Extract each line of the rows below that contains the word "hazard". Case counts, so match only lines where it appears with the same capitalization.

Records from a collection:
┄┄┄┄┄┄┄┄┄┄
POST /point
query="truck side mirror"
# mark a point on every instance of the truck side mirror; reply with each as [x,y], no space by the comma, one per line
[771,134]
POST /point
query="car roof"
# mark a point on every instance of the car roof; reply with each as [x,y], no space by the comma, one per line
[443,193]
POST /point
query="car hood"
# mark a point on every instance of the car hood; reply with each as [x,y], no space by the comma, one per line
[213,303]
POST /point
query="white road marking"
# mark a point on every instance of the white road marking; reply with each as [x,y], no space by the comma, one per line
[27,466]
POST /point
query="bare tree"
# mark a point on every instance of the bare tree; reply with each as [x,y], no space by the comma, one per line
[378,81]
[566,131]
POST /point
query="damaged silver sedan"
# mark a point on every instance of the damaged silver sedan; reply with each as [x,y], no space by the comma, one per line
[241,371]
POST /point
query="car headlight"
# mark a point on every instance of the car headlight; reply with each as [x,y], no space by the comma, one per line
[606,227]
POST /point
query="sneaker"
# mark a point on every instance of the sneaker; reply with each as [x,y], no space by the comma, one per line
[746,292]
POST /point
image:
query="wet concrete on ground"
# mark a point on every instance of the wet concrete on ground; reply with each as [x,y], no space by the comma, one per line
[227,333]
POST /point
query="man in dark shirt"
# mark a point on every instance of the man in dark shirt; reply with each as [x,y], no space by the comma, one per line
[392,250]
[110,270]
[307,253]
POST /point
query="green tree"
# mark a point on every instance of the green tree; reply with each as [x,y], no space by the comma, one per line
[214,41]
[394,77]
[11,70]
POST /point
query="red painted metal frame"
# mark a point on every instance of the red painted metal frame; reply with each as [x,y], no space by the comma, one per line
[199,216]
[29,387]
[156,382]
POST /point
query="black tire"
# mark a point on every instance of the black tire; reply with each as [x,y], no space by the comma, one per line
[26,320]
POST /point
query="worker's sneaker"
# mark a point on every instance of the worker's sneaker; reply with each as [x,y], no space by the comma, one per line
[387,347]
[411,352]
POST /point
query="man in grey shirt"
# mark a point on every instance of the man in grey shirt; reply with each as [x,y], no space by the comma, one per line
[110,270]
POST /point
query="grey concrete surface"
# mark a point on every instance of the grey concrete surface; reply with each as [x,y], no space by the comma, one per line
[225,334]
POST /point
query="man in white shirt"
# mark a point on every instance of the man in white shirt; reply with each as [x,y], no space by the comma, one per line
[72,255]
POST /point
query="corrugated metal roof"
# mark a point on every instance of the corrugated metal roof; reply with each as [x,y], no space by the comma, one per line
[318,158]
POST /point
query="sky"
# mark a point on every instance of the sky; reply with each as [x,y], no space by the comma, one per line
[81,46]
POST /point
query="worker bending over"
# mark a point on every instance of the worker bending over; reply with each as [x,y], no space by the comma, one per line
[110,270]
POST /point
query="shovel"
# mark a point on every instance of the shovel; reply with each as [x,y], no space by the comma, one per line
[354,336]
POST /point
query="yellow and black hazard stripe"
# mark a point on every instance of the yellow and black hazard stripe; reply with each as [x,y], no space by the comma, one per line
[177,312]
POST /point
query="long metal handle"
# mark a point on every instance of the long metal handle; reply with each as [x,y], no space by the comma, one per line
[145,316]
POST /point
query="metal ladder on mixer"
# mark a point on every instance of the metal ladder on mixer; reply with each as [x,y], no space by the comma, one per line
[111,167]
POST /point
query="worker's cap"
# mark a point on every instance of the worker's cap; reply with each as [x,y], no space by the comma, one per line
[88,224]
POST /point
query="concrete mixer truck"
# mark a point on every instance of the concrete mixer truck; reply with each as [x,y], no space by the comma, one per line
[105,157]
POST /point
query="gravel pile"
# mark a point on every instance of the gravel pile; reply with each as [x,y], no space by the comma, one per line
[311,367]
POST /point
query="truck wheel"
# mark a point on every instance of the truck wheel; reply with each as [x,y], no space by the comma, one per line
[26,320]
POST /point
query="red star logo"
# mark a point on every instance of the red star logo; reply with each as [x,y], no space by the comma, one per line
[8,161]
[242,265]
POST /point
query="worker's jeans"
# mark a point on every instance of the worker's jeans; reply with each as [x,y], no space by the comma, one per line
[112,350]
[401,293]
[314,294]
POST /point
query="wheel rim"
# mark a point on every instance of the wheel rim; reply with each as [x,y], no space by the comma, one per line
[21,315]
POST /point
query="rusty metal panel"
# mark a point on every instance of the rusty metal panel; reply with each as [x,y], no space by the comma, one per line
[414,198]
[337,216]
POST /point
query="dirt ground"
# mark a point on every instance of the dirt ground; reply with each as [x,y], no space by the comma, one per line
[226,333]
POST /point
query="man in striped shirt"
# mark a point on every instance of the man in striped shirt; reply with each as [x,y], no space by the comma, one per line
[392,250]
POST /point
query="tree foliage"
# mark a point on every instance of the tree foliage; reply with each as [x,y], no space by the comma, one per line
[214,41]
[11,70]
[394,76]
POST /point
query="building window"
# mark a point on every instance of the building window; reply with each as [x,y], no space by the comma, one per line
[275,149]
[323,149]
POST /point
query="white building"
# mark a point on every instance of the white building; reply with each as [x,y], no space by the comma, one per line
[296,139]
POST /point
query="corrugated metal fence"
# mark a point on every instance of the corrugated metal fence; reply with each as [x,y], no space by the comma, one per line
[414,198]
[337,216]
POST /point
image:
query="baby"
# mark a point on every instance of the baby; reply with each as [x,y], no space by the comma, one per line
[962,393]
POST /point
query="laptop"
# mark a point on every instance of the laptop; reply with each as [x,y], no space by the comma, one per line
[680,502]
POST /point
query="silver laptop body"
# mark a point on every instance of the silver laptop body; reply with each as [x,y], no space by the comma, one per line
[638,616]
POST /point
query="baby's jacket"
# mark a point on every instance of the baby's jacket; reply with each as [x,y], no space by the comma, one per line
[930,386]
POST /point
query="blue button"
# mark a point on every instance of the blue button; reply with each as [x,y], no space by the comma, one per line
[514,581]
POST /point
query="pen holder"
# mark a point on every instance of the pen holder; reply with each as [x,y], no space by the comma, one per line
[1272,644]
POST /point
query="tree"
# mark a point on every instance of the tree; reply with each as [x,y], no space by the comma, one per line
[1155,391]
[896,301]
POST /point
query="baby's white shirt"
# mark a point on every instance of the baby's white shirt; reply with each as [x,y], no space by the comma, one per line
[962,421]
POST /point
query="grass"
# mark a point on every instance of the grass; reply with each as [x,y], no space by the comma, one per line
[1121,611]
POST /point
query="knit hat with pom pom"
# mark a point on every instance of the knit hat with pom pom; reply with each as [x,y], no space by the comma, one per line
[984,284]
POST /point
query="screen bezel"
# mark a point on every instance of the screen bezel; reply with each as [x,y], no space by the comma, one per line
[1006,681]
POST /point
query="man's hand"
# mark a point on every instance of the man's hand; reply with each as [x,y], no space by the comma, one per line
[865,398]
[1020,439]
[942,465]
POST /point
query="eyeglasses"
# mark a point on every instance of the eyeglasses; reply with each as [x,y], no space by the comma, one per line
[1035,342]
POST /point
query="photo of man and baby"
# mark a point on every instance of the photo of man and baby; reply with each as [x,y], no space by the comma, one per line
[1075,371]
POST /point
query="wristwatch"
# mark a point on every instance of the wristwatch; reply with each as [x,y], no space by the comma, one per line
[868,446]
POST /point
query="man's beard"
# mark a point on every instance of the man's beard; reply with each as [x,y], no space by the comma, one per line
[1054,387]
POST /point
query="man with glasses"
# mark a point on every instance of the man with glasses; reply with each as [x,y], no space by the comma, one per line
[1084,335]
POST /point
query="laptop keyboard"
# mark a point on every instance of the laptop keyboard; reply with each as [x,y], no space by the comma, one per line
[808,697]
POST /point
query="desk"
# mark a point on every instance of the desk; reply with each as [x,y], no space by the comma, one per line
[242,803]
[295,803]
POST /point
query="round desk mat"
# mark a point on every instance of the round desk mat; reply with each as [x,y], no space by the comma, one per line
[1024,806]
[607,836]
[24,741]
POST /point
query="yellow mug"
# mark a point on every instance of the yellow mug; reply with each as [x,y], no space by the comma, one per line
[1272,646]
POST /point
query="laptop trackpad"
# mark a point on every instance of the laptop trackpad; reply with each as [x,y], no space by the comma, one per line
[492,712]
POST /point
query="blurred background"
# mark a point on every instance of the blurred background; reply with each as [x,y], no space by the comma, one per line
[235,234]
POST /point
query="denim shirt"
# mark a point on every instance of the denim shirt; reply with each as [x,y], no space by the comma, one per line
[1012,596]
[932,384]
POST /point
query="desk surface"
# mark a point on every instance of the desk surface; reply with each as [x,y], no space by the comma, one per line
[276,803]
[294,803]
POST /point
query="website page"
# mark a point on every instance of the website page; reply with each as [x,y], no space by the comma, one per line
┄┄┄┄┄┄┄┄┄┄
▶ [RESPONSE TO THE TASK]
query="yellow and black hazard stripe"
# mark a point on every instance of the yellow and black hazard stripe; reply with each as [x,y], no space by the comma, one per line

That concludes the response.